Please retype the data in full and exactly; the pictures are not part of the copy.

(Dataset excerpt)
┌──

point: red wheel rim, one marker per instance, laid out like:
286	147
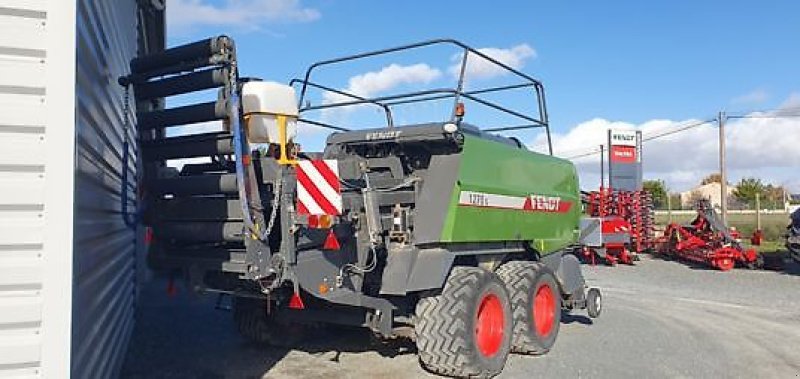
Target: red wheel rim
544	310
489	325
725	264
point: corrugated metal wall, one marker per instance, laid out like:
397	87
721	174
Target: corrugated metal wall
22	183
104	258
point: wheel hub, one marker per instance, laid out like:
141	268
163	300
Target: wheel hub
489	325
544	305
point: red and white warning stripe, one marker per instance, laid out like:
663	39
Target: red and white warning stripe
318	190
532	203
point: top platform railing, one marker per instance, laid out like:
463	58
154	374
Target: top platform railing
536	120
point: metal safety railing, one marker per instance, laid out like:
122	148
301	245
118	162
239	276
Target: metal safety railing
537	120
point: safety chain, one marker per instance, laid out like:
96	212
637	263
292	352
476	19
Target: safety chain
126	112
276	200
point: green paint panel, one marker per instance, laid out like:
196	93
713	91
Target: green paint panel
495	168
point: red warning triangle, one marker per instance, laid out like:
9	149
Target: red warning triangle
296	302
528	206
331	243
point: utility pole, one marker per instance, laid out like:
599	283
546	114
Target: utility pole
758	211
602	166
723	174
669	207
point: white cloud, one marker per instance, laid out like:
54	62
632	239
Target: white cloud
755	97
480	68
242	14
765	147
373	83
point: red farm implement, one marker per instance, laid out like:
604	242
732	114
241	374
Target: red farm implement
707	241
619	226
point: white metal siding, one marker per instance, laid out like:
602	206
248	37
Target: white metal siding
104	257
67	261
23	45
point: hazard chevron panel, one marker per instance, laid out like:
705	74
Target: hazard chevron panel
318	188
532	203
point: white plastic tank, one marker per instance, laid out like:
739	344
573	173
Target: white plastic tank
261	103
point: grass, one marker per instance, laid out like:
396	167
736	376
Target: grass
772	225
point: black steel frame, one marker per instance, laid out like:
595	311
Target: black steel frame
457	93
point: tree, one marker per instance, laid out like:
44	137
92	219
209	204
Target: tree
713	178
658	190
747	188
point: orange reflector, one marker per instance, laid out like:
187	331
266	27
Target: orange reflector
331	243
325	221
172	289
296	302
148	236
460	110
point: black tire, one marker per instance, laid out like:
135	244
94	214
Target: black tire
255	325
524	280
594	303
447	326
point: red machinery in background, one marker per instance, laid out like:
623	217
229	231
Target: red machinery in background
619	226
708	241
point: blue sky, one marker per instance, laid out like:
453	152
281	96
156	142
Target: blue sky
626	62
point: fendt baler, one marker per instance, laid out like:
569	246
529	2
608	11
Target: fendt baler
443	227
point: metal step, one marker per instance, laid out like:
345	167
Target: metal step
199	209
198	54
180	84
186	233
165	257
199	145
190	114
208	184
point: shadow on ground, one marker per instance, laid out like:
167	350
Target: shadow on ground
186	336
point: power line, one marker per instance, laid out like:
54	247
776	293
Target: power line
644	139
700	123
678	130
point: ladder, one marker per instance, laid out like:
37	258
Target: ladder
201	216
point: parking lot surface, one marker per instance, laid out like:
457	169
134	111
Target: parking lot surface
660	319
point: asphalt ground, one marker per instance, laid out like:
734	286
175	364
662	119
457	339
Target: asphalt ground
661	319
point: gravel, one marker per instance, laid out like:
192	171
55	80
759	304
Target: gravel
660	319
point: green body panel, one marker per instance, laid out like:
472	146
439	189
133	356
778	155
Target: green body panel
495	168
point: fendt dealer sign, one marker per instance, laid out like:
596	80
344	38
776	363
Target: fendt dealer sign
624	159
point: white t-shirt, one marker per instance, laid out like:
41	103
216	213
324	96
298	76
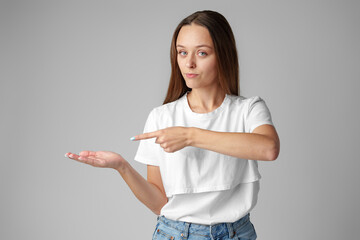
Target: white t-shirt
204	186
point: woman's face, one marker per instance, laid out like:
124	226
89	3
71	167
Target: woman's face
196	57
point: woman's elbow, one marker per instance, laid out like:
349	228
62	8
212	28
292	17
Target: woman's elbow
273	152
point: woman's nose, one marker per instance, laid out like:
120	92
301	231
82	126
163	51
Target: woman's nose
190	63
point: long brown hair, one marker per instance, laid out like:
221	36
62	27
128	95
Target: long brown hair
225	50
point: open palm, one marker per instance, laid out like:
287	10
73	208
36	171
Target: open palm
105	159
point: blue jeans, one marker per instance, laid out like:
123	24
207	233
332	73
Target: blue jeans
167	229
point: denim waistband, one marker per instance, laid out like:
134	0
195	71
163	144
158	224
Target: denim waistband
187	228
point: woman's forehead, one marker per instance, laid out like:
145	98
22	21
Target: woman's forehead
194	36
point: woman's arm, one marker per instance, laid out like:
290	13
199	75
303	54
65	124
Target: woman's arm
150	193
262	144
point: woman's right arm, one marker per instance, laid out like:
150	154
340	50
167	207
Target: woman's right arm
150	192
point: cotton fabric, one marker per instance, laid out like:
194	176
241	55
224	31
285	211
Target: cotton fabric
168	229
196	179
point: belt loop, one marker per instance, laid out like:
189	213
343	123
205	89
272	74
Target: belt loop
185	234
230	230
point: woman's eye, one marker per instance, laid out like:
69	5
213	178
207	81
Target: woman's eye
202	54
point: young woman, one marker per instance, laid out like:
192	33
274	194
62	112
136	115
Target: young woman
202	145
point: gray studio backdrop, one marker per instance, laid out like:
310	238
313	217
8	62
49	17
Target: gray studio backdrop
84	75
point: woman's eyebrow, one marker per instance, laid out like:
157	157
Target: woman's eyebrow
198	46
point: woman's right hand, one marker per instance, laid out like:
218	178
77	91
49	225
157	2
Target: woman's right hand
105	159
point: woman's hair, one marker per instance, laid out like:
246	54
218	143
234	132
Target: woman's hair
225	51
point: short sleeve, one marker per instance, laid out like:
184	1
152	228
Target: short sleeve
258	114
148	151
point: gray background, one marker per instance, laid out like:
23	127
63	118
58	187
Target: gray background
83	75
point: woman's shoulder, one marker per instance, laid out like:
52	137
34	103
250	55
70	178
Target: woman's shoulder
242	100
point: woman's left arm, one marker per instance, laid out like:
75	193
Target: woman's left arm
262	144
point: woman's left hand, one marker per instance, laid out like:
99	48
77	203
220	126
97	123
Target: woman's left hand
170	139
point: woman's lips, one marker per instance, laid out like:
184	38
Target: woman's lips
191	75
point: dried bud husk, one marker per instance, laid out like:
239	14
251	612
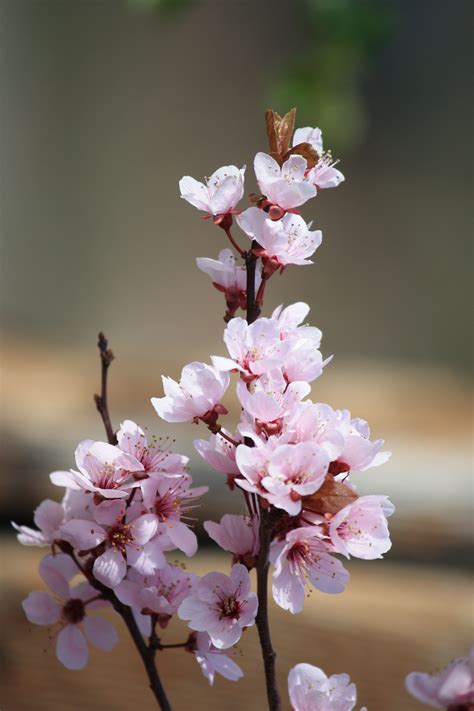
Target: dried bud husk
330	498
279	130
307	151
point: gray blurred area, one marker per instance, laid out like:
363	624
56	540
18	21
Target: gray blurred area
106	104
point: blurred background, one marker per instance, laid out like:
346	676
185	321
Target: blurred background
106	104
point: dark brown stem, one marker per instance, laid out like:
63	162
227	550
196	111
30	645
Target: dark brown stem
265	533
253	310
178	645
146	652
233	242
261	291
267	524
227	437
106	358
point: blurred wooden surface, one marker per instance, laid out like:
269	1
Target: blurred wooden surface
391	620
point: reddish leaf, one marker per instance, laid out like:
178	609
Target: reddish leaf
306	150
330	498
279	130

└──

__Finished exercise__
point: red wheel rim, one marker per instance, laid out like:
286	147
Target: red wheel rim
544	310
489	325
725	264
point: corrugated metal wall, one marker per instance, laid out like:
397	87
721	174
Target: corrugated metal wall
22	183
104	258
point: wheel hub, one marker per instance, laid out like:
141	268
163	300
Target: wheel hub
489	325
544	305
point: red and white warning stripe, one marker per instance, laid out like:
663	39
Target: red and white warning stripe
318	190
532	203
point: top platform railing, one marker per instance, laid out like:
463	58
154	374
Target: top platform railing
536	120
point: metal safety railing, one marker per instance, laid out like:
122	148
301	245
118	162
239	276
Target: metal safety railing
537	120
point: safety chain, one marker per instance, laid out like:
96	212
637	263
292	352
476	19
Target: safety chain
126	112
276	200
point: green paint panel, one marker per instance, laid out like:
196	93
713	91
Target: green paint panel
495	168
point: red warning triangle, one marker per instance, laid out like:
9	149
Target: red warning triangle
296	302
528	206
331	243
point: utility pole, one marker per instance, laid out like:
599	283
546	114
Target: utility pole
758	211
602	166
723	174
669	207
point: white cloud, one marker per instance, laid out like:
54	62
632	239
Target: white cloud
755	97
480	68
242	14
765	147
373	83
point: red farm implement, one marker per instance, laid out like:
604	242
732	114
241	374
Target: red farm implement
707	241
619	226
point: white metal siding, one marker per instance, laid out like:
602	206
248	37
Target: white metal siding
104	257
67	261
23	45
point: hazard chevron panel, one marker per instance, laid out like:
705	74
Target: hazard chevron panel
318	188
532	203
point: white plastic tank, one marker per instance, laid out like:
739	344
573	173
Target: white plastic tank
261	103
point: grass, one marker per instance, laid out like:
396	167
736	376
Target: grass
772	225
point: black steel frame, one marker per instance, laid out like:
595	311
Target: black steel frame
457	93
point: tree, one marker per instance, laid out like:
44	137
92	219
209	204
Target: tree
713	178
658	190
747	188
point: orange reflector, one marker per instance, laid out like:
187	331
266	27
Target: orange reflector
331	243
325	221
172	289
296	302
148	236
460	110
point: black tire, one marker per instance, laid out like:
135	244
94	214
Target: black tire
255	325
524	280
594	303
447	326
point: red machinery in background, one marker per instance, laid out like:
623	217
229	231
Target: red machinery in background
619	226
708	241
point: blue sky, one marker per instance, laid out like:
453	152
281	96
156	142
Target: blue sky
626	62
point: fendt baler, one marker per instance, laid out like:
569	246
529	2
608	11
Target: fendt baler
443	227
point: metal step, one marker per instance, laid out like:
345	167
Target: metal step
199	209
198	54
180	84
186	233
165	257
199	145
190	114
208	184
point: shadow on ground, one marker per instance, laid out like:
167	350
Target: shadow on ground
186	336
point: power line, one marker per instance, laid out like:
54	247
776	293
Target: power line
644	139
700	123
678	130
point: ladder, one marker per instance, laid out like:
37	258
Target: ladder
201	216
point: parking lot surface, one marker per instance, laid out like:
457	169
134	111
Target: parking lot surface
660	319
point: asphalt ground, one marker per instance, laid out like:
734	286
175	364
662	119
457	339
Target: asphalt ground
661	319
point: gravel, one marker per instance, laid out like:
192	171
55	80
759	304
Target: gravel
660	319
point: green body panel, one marker per instance, laid out like:
472	146
439	189
133	356
778	155
Target: green body panel
495	168
point: fendt dealer sign, one marker per instance, laid out like:
596	80
344	38
776	363
Target: fendt dealer sign
624	159
point: white t-shirt, one marker per instance, laid out like:
41	103
216	213
324	96
298	76
Target: white t-shirt
204	186
point: woman's face, one marker per instance, laid out like:
124	226
89	3
71	167
Target: woman's face
196	57
point: woman's elbow, one marker per instance, laid out like:
349	228
62	8
212	28
292	17
Target: woman's elbow
273	152
point: woman's nose, one marker per instance, laid out like:
120	92
301	231
82	126
163	51
Target: woman's nose
190	63
point: long brown hair, one marker per instance, laid out like:
221	36
62	27
128	95
Target: long brown hair
225	50
point: open palm, one marker per instance, laid out like:
287	10
73	208
36	171
Target: open palm
105	159
point: blue jeans, one marker per instance, laid out like:
123	24
207	233
332	73
Target: blue jeans
167	229
point: denim waistband, one marker per instance, laid out like:
134	0
195	71
163	144
158	224
Target: denim waistband
187	228
point: woman's forehead, one marker per instance, laid out like:
145	98
22	21
Target: woman's forehead
194	36
point: woman's arm, one marker per instance, laid out like:
290	13
199	75
303	54
65	124
Target: woman's arm
150	193
262	144
point: woman's right arm, one marker per instance, laid out like:
150	154
340	50
167	207
Target: woman's right arm
150	192
point: cotton fabric, one marker per instance, laid out like:
194	176
241	55
224	31
285	211
Target: cotton fabric
168	229
196	179
point: belt loop, one marker per instance, laid out like:
189	213
343	123
205	89
272	74
Target: belt loop
185	234
230	230
point: woman's eye, one marker per instance, laid out like:
69	5
213	178
207	81
Target: woman's eye
202	54
point: young woman, one marker per instance, laid out like:
192	33
274	194
62	112
136	115
Target: young woman
202	145
point: gray studio backdrop, one marker per instance, laid out like:
310	238
313	217
8	62
49	17
Target: gray studio backdrop
84	75
point: woman's eyebrow, one marker per instance, laid out like:
157	157
Target: woman's eyebrow
198	46
point: woman's right hand, one marker per instance, laid out like:
218	178
77	91
49	225
157	2
Target: woman's right hand
105	159
point: woman's hair, one marker per instance, laid out like:
246	54
218	143
234	132
Target: woman's hair
225	51
point: short sleeve, one marker per instance, laid out like:
184	1
152	228
Target: short sleeve
258	114
148	151
point: gray background, one marker per instance, laid out like:
23	127
63	118
58	187
Target: gray background
83	75
point: woman's shoulder, one marker per instance, laid out like:
52	137
34	103
250	55
70	178
Target: woman's shoulder
242	100
point: woman's left arm, one marker per instance, laid out like:
75	193
Target: woman's left arm
262	144
point: woman's left hand, one marker per instance, laid out like:
99	48
77	203
220	126
97	123
Target: woman's left hand
170	139
point: woman's lips, one marker per instance, laid out like:
184	38
Target: woman's lips
191	75
point: dried bud husk, one marker per instance, laid out like:
239	14
251	612
Target: dried bud husk
330	498
279	130
307	151
point: gray blurred area, one marker per instance, laid out like:
363	624
56	540
18	21
Target: gray blurred area
106	104
point: blurred background, one marker per instance, laid out like:
346	676
185	321
Target: blurred background
106	104
point: dark brown stem, one marker per instance, laid out like:
63	162
227	550
196	111
30	645
Target: dark brown stem
265	533
253	310
178	645
146	652
233	242
261	291
267	524
227	437
106	358
point: blurred wooden surface, one marker per instance, laid out like:
269	1
Target: blurred wooden surface
391	620
point: reddish leaf, one marker per instance, laid out like:
178	609
Target: reddish leaf
306	150
330	498
279	130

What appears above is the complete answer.